Dataset excerpts on object pointing
◇ ◇ ◇ ◇ ◇

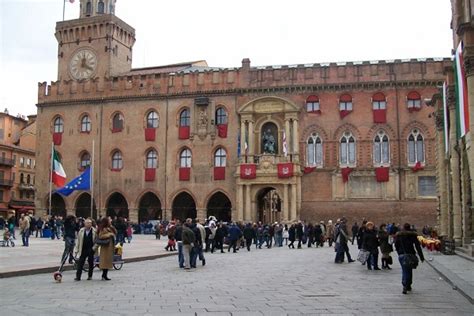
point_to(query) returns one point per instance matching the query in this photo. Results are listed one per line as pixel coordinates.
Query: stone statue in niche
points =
(268, 142)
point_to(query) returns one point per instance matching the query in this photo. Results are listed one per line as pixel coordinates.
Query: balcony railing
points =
(6, 162)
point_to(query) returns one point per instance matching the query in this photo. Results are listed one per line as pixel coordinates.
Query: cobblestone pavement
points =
(275, 281)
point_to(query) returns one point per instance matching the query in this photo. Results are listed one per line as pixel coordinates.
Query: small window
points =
(117, 122)
(152, 159)
(152, 120)
(221, 116)
(117, 162)
(427, 186)
(345, 102)
(379, 102)
(58, 125)
(185, 158)
(85, 160)
(185, 118)
(220, 157)
(85, 124)
(312, 104)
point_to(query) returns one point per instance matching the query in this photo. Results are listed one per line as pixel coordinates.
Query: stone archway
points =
(117, 206)
(220, 206)
(184, 207)
(83, 206)
(149, 208)
(268, 205)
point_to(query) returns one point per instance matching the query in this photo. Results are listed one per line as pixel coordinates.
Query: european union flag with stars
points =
(82, 182)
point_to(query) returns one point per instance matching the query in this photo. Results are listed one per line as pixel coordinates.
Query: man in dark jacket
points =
(405, 242)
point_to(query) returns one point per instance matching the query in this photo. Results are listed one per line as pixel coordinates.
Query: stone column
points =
(456, 187)
(286, 210)
(248, 208)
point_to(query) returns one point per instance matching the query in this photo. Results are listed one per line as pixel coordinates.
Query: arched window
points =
(347, 149)
(117, 122)
(413, 101)
(58, 125)
(416, 147)
(314, 151)
(379, 102)
(152, 120)
(85, 160)
(312, 104)
(184, 118)
(117, 162)
(381, 148)
(151, 159)
(220, 157)
(221, 116)
(185, 158)
(100, 7)
(86, 124)
(345, 102)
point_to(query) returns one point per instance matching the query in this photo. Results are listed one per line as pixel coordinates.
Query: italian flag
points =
(58, 175)
(462, 104)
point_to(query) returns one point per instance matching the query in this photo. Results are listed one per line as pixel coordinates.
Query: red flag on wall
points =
(150, 134)
(285, 170)
(381, 174)
(222, 130)
(150, 174)
(248, 171)
(345, 172)
(219, 173)
(184, 174)
(57, 138)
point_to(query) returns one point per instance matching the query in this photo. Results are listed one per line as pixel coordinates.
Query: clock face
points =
(83, 64)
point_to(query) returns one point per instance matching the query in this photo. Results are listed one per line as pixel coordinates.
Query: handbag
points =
(363, 256)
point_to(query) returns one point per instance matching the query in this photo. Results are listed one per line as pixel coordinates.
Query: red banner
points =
(344, 113)
(380, 116)
(183, 132)
(219, 173)
(285, 170)
(150, 174)
(381, 174)
(150, 134)
(184, 174)
(345, 172)
(57, 138)
(248, 171)
(222, 130)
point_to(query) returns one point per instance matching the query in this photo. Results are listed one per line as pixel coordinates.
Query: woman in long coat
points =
(106, 231)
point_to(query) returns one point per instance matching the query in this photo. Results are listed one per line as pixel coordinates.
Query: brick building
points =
(311, 142)
(17, 163)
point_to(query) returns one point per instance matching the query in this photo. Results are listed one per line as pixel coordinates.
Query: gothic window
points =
(184, 118)
(220, 157)
(100, 7)
(314, 151)
(185, 158)
(86, 124)
(117, 162)
(152, 159)
(347, 149)
(221, 116)
(152, 120)
(85, 160)
(381, 148)
(416, 147)
(58, 125)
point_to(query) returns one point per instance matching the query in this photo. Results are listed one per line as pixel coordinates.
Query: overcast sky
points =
(223, 32)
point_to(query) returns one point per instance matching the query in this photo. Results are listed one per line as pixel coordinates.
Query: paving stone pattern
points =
(275, 281)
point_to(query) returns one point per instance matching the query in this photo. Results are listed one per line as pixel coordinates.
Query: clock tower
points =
(96, 45)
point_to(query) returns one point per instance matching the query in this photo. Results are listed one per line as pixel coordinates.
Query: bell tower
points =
(96, 45)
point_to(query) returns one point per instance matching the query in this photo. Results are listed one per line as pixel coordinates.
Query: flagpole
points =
(91, 179)
(51, 178)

◇ ◇ ◇ ◇ ◇

Exercise requirements> Quote all the lines above exactly as given. Do not include the pictures.

Solved exercise>
point_to(query) returns one point per instance matching the query in this photo. Results are listed one per line as pixel coordinates.
Query: stone statue in niche
points =
(268, 142)
point_to(query) returns one point per instance matching the query in this photo. Results are listed one per line as pixel coordinates.
Query: balcony railing
points =
(6, 162)
point_to(query) returns one point per instance matching the query in this photo. Results are listed one per line as pixel coordinates.
Query: cobblestone pavement
points =
(275, 281)
point_to(query) returns one point per instance matching the query in this photo. Results are listed one per line as pixel coordinates.
Query: small window
points =
(117, 122)
(152, 159)
(152, 120)
(221, 116)
(117, 162)
(427, 186)
(345, 102)
(379, 102)
(58, 125)
(185, 158)
(85, 160)
(185, 118)
(220, 157)
(85, 124)
(312, 104)
point_to(query) returns one point per instance matching the query in this photo. Results are listed one per line as pixel coordinates.
Query: stone archway
points =
(117, 206)
(220, 206)
(184, 207)
(83, 206)
(149, 208)
(268, 205)
point_to(query) returns one point per instance matching the query in this photo. Results are listed one per line as pixel coordinates.
Query: european union flag with stars
points =
(82, 182)
point_to(query) returns one point per instance matching the query in this photo. Results are listed one per line as pixel coordinates.
Query: man in dark jacket
points =
(405, 242)
point_to(query) returns one point per instance matching the query in this photo. Results are listed one per line as pixel coordinates.
Query: stone column
points =
(456, 187)
(286, 210)
(248, 208)
point_to(query) returns one point per instance matching the query in this photo. Results are listed one per line as pixel coordinates.
Query: arched window
points =
(347, 149)
(117, 122)
(413, 101)
(58, 125)
(416, 147)
(314, 151)
(379, 102)
(152, 120)
(85, 160)
(312, 104)
(184, 118)
(117, 162)
(381, 148)
(151, 159)
(220, 157)
(221, 116)
(185, 158)
(100, 7)
(86, 124)
(345, 102)
point_to(query) returns one point per instance matching the query in this photo. Results are listed one per line as pixel coordinates.
Query: italian flag
points =
(58, 175)
(462, 104)
point_to(query) returns one point per instance matching the query in this photo. Results are listed one per line as pixel coordinates.
Query: red flag on wall
points =
(150, 134)
(285, 170)
(381, 174)
(222, 130)
(150, 174)
(248, 171)
(345, 172)
(219, 173)
(184, 174)
(57, 138)
point_to(query) returns one point per instance matching the query in this photo. Results are listed one per line as pixel coordinates.
Query: clock face
points =
(83, 64)
point_to(query) returns one point per instance matching the query in this photo. Results are listed one per line as pixel coordinates.
Query: handbag
points =
(363, 256)
point_to(query) returns one point per instance matching the query in this photo. Results are listed one per line as pixel coordinates.
Query: red banner
points =
(344, 113)
(380, 116)
(183, 132)
(219, 173)
(285, 170)
(150, 174)
(381, 174)
(150, 134)
(184, 174)
(345, 172)
(57, 138)
(248, 171)
(222, 130)
point_to(query) returns one point per instance matching the query in this photo. Results are listed one per line as pixel coordinates.
Query: woman in long coat
points =
(106, 231)
point_to(query) returns one point per instance matching the query in this photo. Results are listed one per line as pixel coordinates.
Query: brick building
points =
(311, 142)
(17, 163)
point_to(query) returns one point per instance matching the query in this photo. Results are listed one per line as pixel coordinates.
Query: gothic window
points =
(184, 118)
(220, 157)
(100, 7)
(314, 151)
(185, 158)
(86, 124)
(117, 162)
(152, 159)
(347, 149)
(221, 116)
(152, 120)
(85, 160)
(381, 148)
(416, 147)
(58, 125)
point_to(query) returns one point per instance matching the query in this photo. Results are listed one per line as pixel coordinates.
Query: overcast sky
points =
(223, 32)
point_to(query) returns one point per instance matching the query in this photo. Results are listed one per line as pixel coordinates.
Query: paving stone pattern
points =
(275, 281)
point_to(query) returns one point per instance matching the query in this photo. Results are listed one per line as pixel coordinates.
Query: clock tower
points =
(96, 45)
point_to(query) returns one point per instance matching the query in this photo. Results are listed one per line as pixel coordinates.
Query: bell tower
points =
(96, 45)
point_to(query) returns one point per instance matching the query in this photo. Results are listed one per line as pixel coordinates.
Query: flagpole
points =
(91, 179)
(51, 178)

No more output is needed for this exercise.